[Information supplied — start]

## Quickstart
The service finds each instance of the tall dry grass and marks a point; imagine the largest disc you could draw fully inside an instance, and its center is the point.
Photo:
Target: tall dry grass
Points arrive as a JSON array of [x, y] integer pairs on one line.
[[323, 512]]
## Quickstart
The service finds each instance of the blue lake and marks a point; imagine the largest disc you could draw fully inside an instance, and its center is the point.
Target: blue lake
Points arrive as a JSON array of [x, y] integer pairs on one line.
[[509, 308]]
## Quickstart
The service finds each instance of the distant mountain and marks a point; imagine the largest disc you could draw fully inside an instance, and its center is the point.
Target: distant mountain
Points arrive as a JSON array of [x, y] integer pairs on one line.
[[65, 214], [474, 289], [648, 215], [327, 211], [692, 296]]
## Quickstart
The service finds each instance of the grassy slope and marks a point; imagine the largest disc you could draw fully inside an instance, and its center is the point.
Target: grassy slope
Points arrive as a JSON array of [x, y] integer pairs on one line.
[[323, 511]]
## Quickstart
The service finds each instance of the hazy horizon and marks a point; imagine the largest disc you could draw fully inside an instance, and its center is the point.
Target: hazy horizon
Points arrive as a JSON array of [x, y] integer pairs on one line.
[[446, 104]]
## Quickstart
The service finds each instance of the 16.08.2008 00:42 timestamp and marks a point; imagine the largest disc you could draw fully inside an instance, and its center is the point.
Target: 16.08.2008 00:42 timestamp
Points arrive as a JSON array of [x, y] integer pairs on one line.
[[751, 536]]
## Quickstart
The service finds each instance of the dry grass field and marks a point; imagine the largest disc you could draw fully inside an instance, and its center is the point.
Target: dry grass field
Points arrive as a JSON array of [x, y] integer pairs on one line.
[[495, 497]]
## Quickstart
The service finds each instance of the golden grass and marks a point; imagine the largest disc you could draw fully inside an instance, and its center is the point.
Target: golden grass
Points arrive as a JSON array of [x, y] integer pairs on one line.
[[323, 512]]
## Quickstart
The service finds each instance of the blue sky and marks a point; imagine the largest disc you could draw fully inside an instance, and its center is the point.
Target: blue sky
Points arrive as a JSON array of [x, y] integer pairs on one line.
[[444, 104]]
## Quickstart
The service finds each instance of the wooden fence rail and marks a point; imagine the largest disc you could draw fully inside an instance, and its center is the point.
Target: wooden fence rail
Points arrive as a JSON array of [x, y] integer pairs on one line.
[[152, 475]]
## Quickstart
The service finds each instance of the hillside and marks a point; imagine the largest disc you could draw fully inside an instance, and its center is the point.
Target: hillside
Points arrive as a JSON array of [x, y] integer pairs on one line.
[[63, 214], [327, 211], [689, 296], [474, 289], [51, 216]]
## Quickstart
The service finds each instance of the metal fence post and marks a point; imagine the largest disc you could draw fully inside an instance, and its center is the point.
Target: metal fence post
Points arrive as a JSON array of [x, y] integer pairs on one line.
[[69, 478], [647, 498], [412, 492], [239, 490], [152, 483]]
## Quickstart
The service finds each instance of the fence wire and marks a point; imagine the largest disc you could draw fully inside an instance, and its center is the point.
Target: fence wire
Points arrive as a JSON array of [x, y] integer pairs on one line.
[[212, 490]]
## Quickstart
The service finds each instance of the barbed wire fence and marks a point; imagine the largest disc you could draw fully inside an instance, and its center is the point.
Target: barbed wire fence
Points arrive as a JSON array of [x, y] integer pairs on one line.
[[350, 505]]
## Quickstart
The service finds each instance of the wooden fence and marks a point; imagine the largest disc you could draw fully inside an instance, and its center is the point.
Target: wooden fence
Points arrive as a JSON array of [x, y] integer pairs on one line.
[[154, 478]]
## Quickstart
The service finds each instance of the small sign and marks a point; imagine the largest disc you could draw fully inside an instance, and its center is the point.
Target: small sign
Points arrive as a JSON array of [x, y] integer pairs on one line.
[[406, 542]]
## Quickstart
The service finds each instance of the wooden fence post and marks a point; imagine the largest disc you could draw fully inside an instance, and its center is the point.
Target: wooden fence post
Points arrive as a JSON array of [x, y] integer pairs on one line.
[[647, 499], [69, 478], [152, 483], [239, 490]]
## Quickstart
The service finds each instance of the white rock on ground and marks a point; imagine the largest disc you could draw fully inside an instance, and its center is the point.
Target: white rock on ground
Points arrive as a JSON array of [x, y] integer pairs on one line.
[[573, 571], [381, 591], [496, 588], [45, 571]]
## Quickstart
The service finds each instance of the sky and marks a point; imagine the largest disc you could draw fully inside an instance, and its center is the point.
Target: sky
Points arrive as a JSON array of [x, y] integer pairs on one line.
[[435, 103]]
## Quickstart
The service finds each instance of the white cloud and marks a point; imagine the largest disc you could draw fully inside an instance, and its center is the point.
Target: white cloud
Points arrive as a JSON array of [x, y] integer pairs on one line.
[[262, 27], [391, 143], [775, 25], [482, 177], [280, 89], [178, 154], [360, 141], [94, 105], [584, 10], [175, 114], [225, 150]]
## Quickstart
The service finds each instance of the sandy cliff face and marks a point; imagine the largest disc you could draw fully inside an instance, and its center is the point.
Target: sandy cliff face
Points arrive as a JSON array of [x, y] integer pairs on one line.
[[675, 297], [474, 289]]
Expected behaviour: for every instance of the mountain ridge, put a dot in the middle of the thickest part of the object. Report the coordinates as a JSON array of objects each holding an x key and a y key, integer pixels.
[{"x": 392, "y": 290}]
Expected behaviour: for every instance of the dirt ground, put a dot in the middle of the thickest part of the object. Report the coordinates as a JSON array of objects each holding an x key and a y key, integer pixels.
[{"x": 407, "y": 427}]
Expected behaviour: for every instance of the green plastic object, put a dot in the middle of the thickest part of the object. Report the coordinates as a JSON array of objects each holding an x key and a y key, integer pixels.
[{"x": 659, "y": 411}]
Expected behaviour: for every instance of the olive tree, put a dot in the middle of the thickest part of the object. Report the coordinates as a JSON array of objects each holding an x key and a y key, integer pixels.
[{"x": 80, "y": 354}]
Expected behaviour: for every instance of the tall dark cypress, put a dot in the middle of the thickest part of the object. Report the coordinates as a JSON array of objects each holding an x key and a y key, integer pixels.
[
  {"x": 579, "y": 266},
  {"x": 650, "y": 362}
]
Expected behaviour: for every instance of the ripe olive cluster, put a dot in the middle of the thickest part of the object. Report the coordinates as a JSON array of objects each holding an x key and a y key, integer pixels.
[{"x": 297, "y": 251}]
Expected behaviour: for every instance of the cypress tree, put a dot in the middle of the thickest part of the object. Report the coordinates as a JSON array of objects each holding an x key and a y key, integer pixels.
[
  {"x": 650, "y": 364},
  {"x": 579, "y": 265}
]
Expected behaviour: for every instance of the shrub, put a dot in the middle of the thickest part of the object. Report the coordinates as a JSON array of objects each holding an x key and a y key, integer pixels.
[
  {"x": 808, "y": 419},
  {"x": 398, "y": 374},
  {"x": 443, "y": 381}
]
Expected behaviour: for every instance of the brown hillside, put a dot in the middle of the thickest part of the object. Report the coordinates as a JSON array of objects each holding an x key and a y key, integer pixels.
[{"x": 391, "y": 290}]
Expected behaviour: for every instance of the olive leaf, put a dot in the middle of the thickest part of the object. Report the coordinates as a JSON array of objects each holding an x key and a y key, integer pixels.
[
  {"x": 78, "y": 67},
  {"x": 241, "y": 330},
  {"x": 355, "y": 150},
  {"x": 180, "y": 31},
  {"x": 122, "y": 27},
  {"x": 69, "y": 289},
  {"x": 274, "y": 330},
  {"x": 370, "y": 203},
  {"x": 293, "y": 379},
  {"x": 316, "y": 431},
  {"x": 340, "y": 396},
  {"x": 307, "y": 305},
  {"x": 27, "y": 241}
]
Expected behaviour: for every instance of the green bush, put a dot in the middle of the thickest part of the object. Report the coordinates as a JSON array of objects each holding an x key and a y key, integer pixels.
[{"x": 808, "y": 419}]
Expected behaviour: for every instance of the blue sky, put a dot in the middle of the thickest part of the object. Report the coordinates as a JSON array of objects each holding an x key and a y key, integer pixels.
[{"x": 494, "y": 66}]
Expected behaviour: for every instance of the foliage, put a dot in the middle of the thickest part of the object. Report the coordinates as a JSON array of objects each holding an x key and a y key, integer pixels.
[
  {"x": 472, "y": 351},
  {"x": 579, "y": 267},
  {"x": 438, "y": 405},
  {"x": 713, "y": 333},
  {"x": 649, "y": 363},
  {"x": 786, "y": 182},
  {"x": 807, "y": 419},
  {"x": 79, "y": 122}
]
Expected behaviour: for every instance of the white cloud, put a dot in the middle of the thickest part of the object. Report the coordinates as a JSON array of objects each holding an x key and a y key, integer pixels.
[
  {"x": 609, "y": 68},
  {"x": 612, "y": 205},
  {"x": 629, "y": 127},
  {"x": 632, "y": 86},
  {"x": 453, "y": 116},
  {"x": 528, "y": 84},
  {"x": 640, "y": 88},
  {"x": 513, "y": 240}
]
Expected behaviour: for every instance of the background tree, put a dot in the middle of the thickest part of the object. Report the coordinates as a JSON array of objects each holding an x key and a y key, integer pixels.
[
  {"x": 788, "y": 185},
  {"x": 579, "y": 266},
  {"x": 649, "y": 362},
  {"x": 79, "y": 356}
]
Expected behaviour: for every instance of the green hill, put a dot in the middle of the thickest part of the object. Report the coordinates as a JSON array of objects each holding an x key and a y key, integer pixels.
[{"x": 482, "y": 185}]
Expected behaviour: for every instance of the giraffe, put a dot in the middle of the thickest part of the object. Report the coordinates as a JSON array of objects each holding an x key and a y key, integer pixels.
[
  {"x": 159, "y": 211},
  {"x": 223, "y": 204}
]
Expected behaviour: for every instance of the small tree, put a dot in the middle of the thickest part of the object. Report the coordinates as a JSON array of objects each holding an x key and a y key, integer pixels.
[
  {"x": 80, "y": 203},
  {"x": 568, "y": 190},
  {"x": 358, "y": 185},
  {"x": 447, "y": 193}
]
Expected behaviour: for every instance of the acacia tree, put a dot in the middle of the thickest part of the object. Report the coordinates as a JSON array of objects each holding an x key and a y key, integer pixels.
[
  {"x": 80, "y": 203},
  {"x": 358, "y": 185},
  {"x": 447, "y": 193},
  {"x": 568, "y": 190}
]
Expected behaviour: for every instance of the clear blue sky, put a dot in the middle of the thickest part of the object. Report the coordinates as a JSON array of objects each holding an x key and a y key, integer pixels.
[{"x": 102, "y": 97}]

[Information supplied — finish]

### Task to complete
Copy every line from the entries that contains the word "hazy".

### Written solution
The service finds each instance of the hazy horizon and marks a point; imagine the largest disc you could draw fully inside an instance, and its center is the point.
Target: hazy horizon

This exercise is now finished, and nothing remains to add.